'Hell on Wheels'
For Hell on Wheels, AMC's ambitious Western, there's a lot of trouble to deal with right from the start -- present, past and future. In the present, the pilot isn't very good. It's flat, has flashes of action, then ends with a thud. Which, in turn, brings up the past. If you're going to make a Western, you're going to be compared to Deadwood, the HBO gem, no matter what you do. What Hell on Wheels doesn't need, at this point, are comparisons to such greatness. It's not even close to Deadwood. Period. But for the series to avoid worrying about the future -- when a staggering influx of Westerns is coming around the bend -- it needs to establish itself quickly and be compelling in a crowded field.
Having watched four episodes, it's easy to say it will be hard to achieve that goal. There's potential galore -- as there should be when you're doing a genre series with so many possible iconic elements to work with. But there's a nagging suspicion that Hell on Wheels, created by Tony and Joe Gayton, doesn't quite know what it wants to be. After four hours it seems like a collection of ideas that haven't quite jelled.
The series is set post-Civil War and centers on the building of the Transcontinental Railroad. Early on, the producers started calling Hell on Wheels an "Eastern" instead of a Western because it focuses on moving East to West (hence, no Chinese laborers). No matter what they're calling it, the bulk of the pilot looks like it wants to be part Clint Eastwood Western (just pick one) and, well, Deadwood. That's because it gives viewers a giant dose of Cullen Bohannon (Anson Mount), a former Rebel soldier hell-bent on revenge for the murder of his wife. Bohannon's got the squinty eyes, the beard, the hat and the sidearm that suggests "troubled loner willing to kill you." But the series then shifts to Thomas Durant (Colm Meaney), the greedy public face of Union Pacific Railroad, who wants to get rich off of government subsidies and land grants for the railroad and, less enthusiastically, to complete the dream of coast-to-coast travel.
The two come together in the moving tent city known as Hell on Wheels, a sort of base camp for the railroad workers as it inches westward. Hell on Wheels, the town, looks like a less realized version of Deadwood, the town in, well, Deadwood. You've got the mud and the whores and the drinking, but not the layered nuance of characters. For example, we learn, as Bohannon seeks a job on the railroad, that he was a former slave owner who married a girl from the North, gave his slaves independence a year before the Emancipation Proclamation, and -- what? Wants revenge? Once he starts to get it, by picking off the men involved, the Bohannon character starts to empty out. We want to know more about him, but he just seems one-dimensionally focused on revenge. He becomes a Clint Eastwood caricature.

■ **Excerpted data**
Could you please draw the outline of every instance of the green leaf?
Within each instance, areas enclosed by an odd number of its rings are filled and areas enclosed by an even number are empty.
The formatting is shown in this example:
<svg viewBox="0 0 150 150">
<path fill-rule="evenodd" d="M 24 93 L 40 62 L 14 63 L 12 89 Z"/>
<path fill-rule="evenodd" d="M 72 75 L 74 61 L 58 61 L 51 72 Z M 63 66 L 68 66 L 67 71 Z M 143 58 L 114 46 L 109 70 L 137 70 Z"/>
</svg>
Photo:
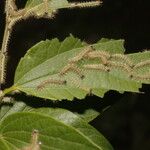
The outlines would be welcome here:
<svg viewBox="0 0 150 150">
<path fill-rule="evenodd" d="M 35 101 L 35 98 L 33 99 L 32 97 L 23 97 L 23 96 L 16 96 L 15 98 L 11 98 L 11 97 L 4 97 L 2 100 L 4 103 L 1 104 L 0 106 L 0 120 L 2 121 L 3 119 L 5 119 L 7 116 L 9 116 L 10 114 L 16 113 L 16 112 L 28 112 L 28 111 L 41 111 L 41 109 L 36 109 L 34 107 L 30 107 L 27 104 L 25 104 L 23 101 L 28 101 L 33 103 Z M 74 105 L 69 105 L 68 107 L 71 107 L 73 109 L 69 109 L 68 111 L 74 113 L 75 115 L 77 115 L 78 117 L 82 118 L 84 121 L 86 121 L 87 123 L 94 120 L 99 114 L 101 110 L 97 111 L 93 108 L 91 108 L 90 106 L 86 106 L 82 103 L 80 104 L 76 104 L 76 107 L 79 107 L 79 109 L 74 108 Z M 45 105 L 44 105 L 45 106 Z M 41 107 L 40 104 L 36 104 L 36 107 Z M 47 107 L 47 105 L 46 105 Z M 57 107 L 57 109 L 56 109 Z M 65 106 L 63 106 L 62 104 L 58 104 L 58 103 L 53 103 L 49 108 L 47 108 L 46 110 L 50 112 L 51 110 L 55 110 L 55 113 L 57 112 L 59 114 L 60 112 L 60 108 L 66 109 L 67 108 Z M 54 109 L 55 108 L 55 109 Z M 83 109 L 82 109 L 83 108 Z M 60 114 L 61 115 L 61 114 Z"/>
<path fill-rule="evenodd" d="M 75 8 L 75 7 L 94 7 L 99 6 L 100 4 L 101 4 L 100 1 L 69 3 L 68 0 L 47 0 L 47 2 L 44 2 L 43 0 L 27 0 L 25 6 L 26 9 L 25 16 L 34 14 L 35 16 L 38 17 L 51 18 L 58 9 Z"/>
<path fill-rule="evenodd" d="M 28 146 L 34 129 L 39 131 L 41 150 L 112 149 L 98 131 L 62 109 L 41 109 L 7 116 L 0 123 L 0 149 L 17 150 Z"/>
<path fill-rule="evenodd" d="M 92 46 L 96 51 L 104 51 L 112 54 L 123 54 L 123 40 L 100 41 Z M 63 42 L 57 39 L 46 40 L 32 47 L 24 58 L 21 59 L 15 74 L 14 89 L 51 100 L 73 100 L 74 97 L 84 99 L 92 91 L 93 94 L 103 97 L 108 90 L 138 92 L 141 83 L 131 80 L 127 73 L 113 68 L 109 73 L 103 71 L 85 71 L 85 78 L 81 80 L 76 73 L 69 72 L 60 77 L 62 68 L 68 64 L 68 60 L 78 55 L 87 46 L 73 36 Z M 89 60 L 81 60 L 83 64 L 91 63 Z M 92 63 L 97 63 L 95 60 Z M 48 84 L 42 90 L 38 86 L 49 79 L 65 80 L 67 84 Z"/>
</svg>

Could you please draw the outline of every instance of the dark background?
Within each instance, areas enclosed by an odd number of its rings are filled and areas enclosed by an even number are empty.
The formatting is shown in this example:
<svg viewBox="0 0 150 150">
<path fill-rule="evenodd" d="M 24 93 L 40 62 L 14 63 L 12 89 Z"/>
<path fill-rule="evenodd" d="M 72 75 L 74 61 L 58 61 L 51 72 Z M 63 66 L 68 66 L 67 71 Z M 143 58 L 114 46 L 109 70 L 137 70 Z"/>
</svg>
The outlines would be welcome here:
<svg viewBox="0 0 150 150">
<path fill-rule="evenodd" d="M 0 45 L 5 23 L 4 2 L 0 0 Z M 18 7 L 22 8 L 25 2 L 17 0 Z M 150 49 L 149 20 L 150 0 L 104 0 L 97 8 L 60 10 L 53 20 L 31 17 L 20 21 L 14 26 L 9 42 L 7 83 L 3 88 L 13 84 L 18 61 L 41 40 L 54 37 L 63 40 L 70 33 L 88 43 L 102 37 L 125 39 L 126 53 L 139 52 Z M 91 124 L 115 150 L 150 150 L 150 86 L 143 85 L 141 91 L 145 94 L 111 91 L 104 99 L 89 96 L 85 103 L 75 100 L 71 105 L 86 105 L 99 111 L 111 105 Z"/>
</svg>

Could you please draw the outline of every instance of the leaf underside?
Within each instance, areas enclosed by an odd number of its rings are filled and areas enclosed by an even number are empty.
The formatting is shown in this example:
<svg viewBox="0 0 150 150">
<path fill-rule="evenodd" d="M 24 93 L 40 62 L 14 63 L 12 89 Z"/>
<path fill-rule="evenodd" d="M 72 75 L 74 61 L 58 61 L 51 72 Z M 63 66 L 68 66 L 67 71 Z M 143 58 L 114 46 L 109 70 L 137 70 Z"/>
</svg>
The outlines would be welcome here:
<svg viewBox="0 0 150 150">
<path fill-rule="evenodd" d="M 108 53 L 113 56 L 124 56 L 123 40 L 102 40 L 90 45 L 96 52 Z M 147 73 L 149 64 L 142 69 L 133 70 L 134 74 L 146 74 L 145 78 L 130 78 L 130 72 L 124 66 L 111 67 L 110 71 L 86 69 L 85 65 L 102 64 L 100 59 L 84 58 L 75 63 L 78 71 L 67 71 L 60 75 L 63 68 L 70 65 L 70 60 L 89 47 L 85 42 L 72 35 L 60 42 L 58 39 L 42 41 L 33 46 L 21 59 L 15 74 L 14 89 L 27 94 L 51 100 L 73 100 L 75 97 L 84 99 L 87 94 L 103 97 L 109 90 L 119 92 L 139 92 L 142 83 L 149 83 Z M 133 64 L 149 58 L 149 52 L 125 55 Z M 122 59 L 113 60 L 121 65 Z M 84 78 L 81 78 L 81 75 Z M 65 81 L 65 82 L 63 82 Z M 65 84 L 66 83 L 66 84 Z"/>
<path fill-rule="evenodd" d="M 58 108 L 31 109 L 1 120 L 0 149 L 18 150 L 29 146 L 33 130 L 39 132 L 41 150 L 112 150 L 108 141 L 93 127 L 75 114 Z"/>
</svg>

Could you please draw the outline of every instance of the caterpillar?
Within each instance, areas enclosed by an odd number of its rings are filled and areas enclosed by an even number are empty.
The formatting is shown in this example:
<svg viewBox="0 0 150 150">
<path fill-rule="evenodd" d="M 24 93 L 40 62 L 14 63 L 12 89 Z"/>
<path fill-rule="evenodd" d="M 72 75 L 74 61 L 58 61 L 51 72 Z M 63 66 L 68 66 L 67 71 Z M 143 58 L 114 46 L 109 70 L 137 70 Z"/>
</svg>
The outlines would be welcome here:
<svg viewBox="0 0 150 150">
<path fill-rule="evenodd" d="M 107 59 L 109 59 L 111 57 L 111 55 L 108 52 L 106 52 L 106 51 L 93 51 L 93 52 L 89 52 L 87 54 L 87 56 L 91 57 L 91 58 L 103 56 L 103 57 L 106 57 Z"/>
<path fill-rule="evenodd" d="M 7 14 L 8 12 L 11 13 L 12 11 L 16 11 L 18 8 L 15 4 L 15 0 L 6 0 L 5 3 L 5 13 Z M 11 14 L 9 14 L 11 15 Z"/>
<path fill-rule="evenodd" d="M 66 80 L 48 79 L 39 84 L 37 86 L 37 89 L 38 90 L 43 89 L 47 84 L 65 85 L 66 83 L 67 83 Z"/>
<path fill-rule="evenodd" d="M 70 8 L 84 8 L 84 7 L 95 7 L 99 6 L 102 2 L 101 1 L 91 1 L 91 2 L 75 2 L 75 3 L 70 3 Z"/>
<path fill-rule="evenodd" d="M 70 62 L 70 63 L 75 63 L 75 62 L 80 61 L 81 59 L 84 58 L 84 56 L 85 56 L 86 54 L 88 54 L 88 53 L 91 52 L 92 50 L 93 50 L 92 47 L 91 47 L 91 46 L 88 46 L 86 49 L 84 49 L 83 51 L 81 51 L 77 56 L 75 56 L 75 57 L 69 59 L 69 62 Z"/>
<path fill-rule="evenodd" d="M 136 78 L 136 79 L 139 79 L 139 80 L 150 80 L 150 73 L 148 74 L 145 74 L 145 75 L 132 75 L 131 78 Z"/>
<path fill-rule="evenodd" d="M 93 51 L 86 54 L 88 59 L 100 58 L 102 64 L 107 64 L 107 60 L 110 58 L 110 54 L 105 51 Z"/>
<path fill-rule="evenodd" d="M 30 144 L 26 147 L 24 147 L 22 150 L 40 150 L 41 142 L 39 142 L 39 131 L 33 130 L 31 135 L 31 141 Z"/>
<path fill-rule="evenodd" d="M 68 64 L 68 65 L 66 65 L 66 66 L 60 71 L 59 74 L 60 74 L 60 75 L 65 75 L 68 71 L 72 71 L 72 72 L 78 74 L 81 79 L 84 78 L 84 75 L 81 73 L 81 72 L 82 72 L 81 69 L 79 69 L 75 64 Z"/>
<path fill-rule="evenodd" d="M 45 6 L 45 14 L 48 14 L 48 0 L 43 0 Z"/>
<path fill-rule="evenodd" d="M 87 65 L 83 65 L 83 67 L 86 69 L 101 70 L 106 72 L 110 71 L 110 69 L 107 66 L 104 66 L 102 64 L 87 64 Z"/>
<path fill-rule="evenodd" d="M 6 60 L 6 55 L 0 52 L 0 84 L 5 82 Z"/>
<path fill-rule="evenodd" d="M 130 67 L 133 67 L 132 61 L 127 56 L 125 56 L 123 54 L 113 54 L 113 55 L 111 55 L 111 58 L 121 59 L 125 63 L 127 63 Z"/>
<path fill-rule="evenodd" d="M 120 63 L 120 62 L 115 62 L 115 61 L 108 61 L 107 65 L 110 67 L 119 67 L 121 69 L 123 69 L 124 71 L 126 71 L 127 73 L 131 73 L 132 72 L 132 68 L 130 66 L 128 66 L 125 63 Z"/>
<path fill-rule="evenodd" d="M 146 61 L 143 61 L 143 62 L 140 62 L 140 63 L 136 64 L 134 66 L 134 69 L 138 69 L 138 68 L 141 68 L 141 67 L 144 67 L 144 66 L 150 66 L 150 60 L 146 60 Z"/>
</svg>

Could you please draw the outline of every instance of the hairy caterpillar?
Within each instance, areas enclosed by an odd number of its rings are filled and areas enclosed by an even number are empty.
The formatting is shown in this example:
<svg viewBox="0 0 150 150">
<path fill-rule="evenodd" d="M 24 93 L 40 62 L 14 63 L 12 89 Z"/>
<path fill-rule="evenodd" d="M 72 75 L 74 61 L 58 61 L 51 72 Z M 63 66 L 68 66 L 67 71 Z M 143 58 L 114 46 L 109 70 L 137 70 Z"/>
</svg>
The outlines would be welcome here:
<svg viewBox="0 0 150 150">
<path fill-rule="evenodd" d="M 22 150 L 40 150 L 41 142 L 39 142 L 39 132 L 34 130 L 31 135 L 31 142 L 29 146 L 24 147 Z"/>
<path fill-rule="evenodd" d="M 140 63 L 136 64 L 134 66 L 134 69 L 138 69 L 138 68 L 141 68 L 141 67 L 144 67 L 144 66 L 150 66 L 150 60 L 146 60 L 146 61 L 143 61 L 143 62 L 140 62 Z"/>
<path fill-rule="evenodd" d="M 133 66 L 132 61 L 127 56 L 125 56 L 123 54 L 113 54 L 113 55 L 111 55 L 111 58 L 121 59 L 125 63 L 127 63 L 130 67 Z"/>
<path fill-rule="evenodd" d="M 37 89 L 43 89 L 47 84 L 56 84 L 56 85 L 65 85 L 67 81 L 65 80 L 57 80 L 57 79 L 48 79 L 43 81 L 41 84 L 37 86 Z"/>
<path fill-rule="evenodd" d="M 72 71 L 72 72 L 78 74 L 81 79 L 84 78 L 84 75 L 81 73 L 81 72 L 82 72 L 81 69 L 79 69 L 75 64 L 68 64 L 68 65 L 66 65 L 66 66 L 60 71 L 59 74 L 60 74 L 60 75 L 65 75 L 68 71 Z"/>
<path fill-rule="evenodd" d="M 107 66 L 104 66 L 102 64 L 88 64 L 88 65 L 83 65 L 83 67 L 86 69 L 94 69 L 94 70 L 101 70 L 107 72 L 110 71 L 110 69 Z"/>
<path fill-rule="evenodd" d="M 0 52 L 0 84 L 5 82 L 6 56 Z"/>
<path fill-rule="evenodd" d="M 93 51 L 89 52 L 86 57 L 88 59 L 94 59 L 94 58 L 100 58 L 102 61 L 102 64 L 107 64 L 107 60 L 110 58 L 110 54 L 105 51 Z"/>
<path fill-rule="evenodd" d="M 132 68 L 125 63 L 120 63 L 120 62 L 115 62 L 115 61 L 108 61 L 107 63 L 108 63 L 107 65 L 110 67 L 119 67 L 120 69 L 123 69 L 127 73 L 132 72 Z"/>
<path fill-rule="evenodd" d="M 45 14 L 48 14 L 48 0 L 43 0 L 45 6 Z"/>
<path fill-rule="evenodd" d="M 84 8 L 84 7 L 95 7 L 99 6 L 102 2 L 97 0 L 97 1 L 91 1 L 91 2 L 75 2 L 70 4 L 70 8 Z"/>
<path fill-rule="evenodd" d="M 136 78 L 139 80 L 150 80 L 150 73 L 145 74 L 145 75 L 138 75 L 138 74 L 134 74 L 131 76 L 131 78 Z"/>
<path fill-rule="evenodd" d="M 96 58 L 96 57 L 100 57 L 100 56 L 103 56 L 103 57 L 106 57 L 107 59 L 109 59 L 111 57 L 111 55 L 106 52 L 106 51 L 93 51 L 93 52 L 89 52 L 87 54 L 88 57 L 91 57 L 91 58 Z"/>
<path fill-rule="evenodd" d="M 86 56 L 86 54 L 88 54 L 89 52 L 93 51 L 91 46 L 88 46 L 86 49 L 84 49 L 83 51 L 81 51 L 77 56 L 69 59 L 70 63 L 75 63 L 80 61 L 81 59 L 84 58 L 84 56 Z"/>
<path fill-rule="evenodd" d="M 15 4 L 15 0 L 6 0 L 5 3 L 5 13 L 11 13 L 12 11 L 16 11 L 18 8 Z M 11 15 L 11 14 L 9 14 Z"/>
</svg>

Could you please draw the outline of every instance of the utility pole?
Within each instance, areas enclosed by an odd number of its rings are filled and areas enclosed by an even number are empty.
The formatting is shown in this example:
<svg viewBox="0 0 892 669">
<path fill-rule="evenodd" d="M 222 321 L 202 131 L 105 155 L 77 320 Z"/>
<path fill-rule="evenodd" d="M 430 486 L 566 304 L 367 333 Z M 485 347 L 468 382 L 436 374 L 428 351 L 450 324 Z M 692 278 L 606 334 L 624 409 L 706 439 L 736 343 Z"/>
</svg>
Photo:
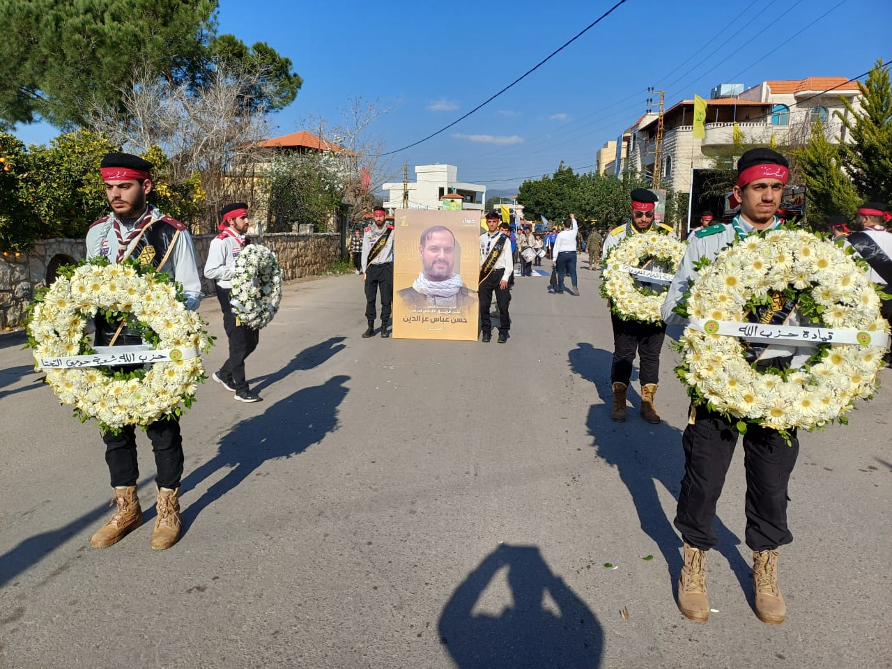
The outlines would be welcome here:
<svg viewBox="0 0 892 669">
<path fill-rule="evenodd" d="M 655 91 L 652 86 L 648 87 L 648 93 L 660 94 L 660 110 L 657 117 L 657 140 L 654 146 L 654 170 L 651 174 L 650 184 L 654 188 L 660 187 L 660 177 L 663 172 L 663 104 L 665 102 L 665 91 Z M 648 98 L 648 112 L 650 112 L 650 105 L 654 103 L 652 97 Z"/>
</svg>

■ **Task requirements**
**A)** Reproduce the passage of the Hell on Wheels review that begins at the words "Having watched four" and stops after "haven't quite jelled.".
**B)** Please collect every line of the rows that contains the string "draw", matching case exactly.

■ **Responses per task**
**A)**
Having watched four episodes, it's easy to say it will be hard to achieve that goal. There's potential galore -- as there should be when you're doing a genre series with so many possible iconic elements to work with. But there's a nagging suspicion that Hell on Wheels, created by Tony and Joe Gayton, doesn't quite know what it wants to be. After four hours it seems like a collection of ideas that haven't quite jelled.

**B)**
Could you please draw the outline of every instance of the green leaf?
Could you please draw the outline of every instance of the dark background?
Could you please draw the outline of every instance of the leaf underside?
Could you please draw the outline of every instance of the caterpillar?
Could you please draw the outline of every instance of the hairy caterpillar?
Could you please draw the outline of every instance of the utility pole?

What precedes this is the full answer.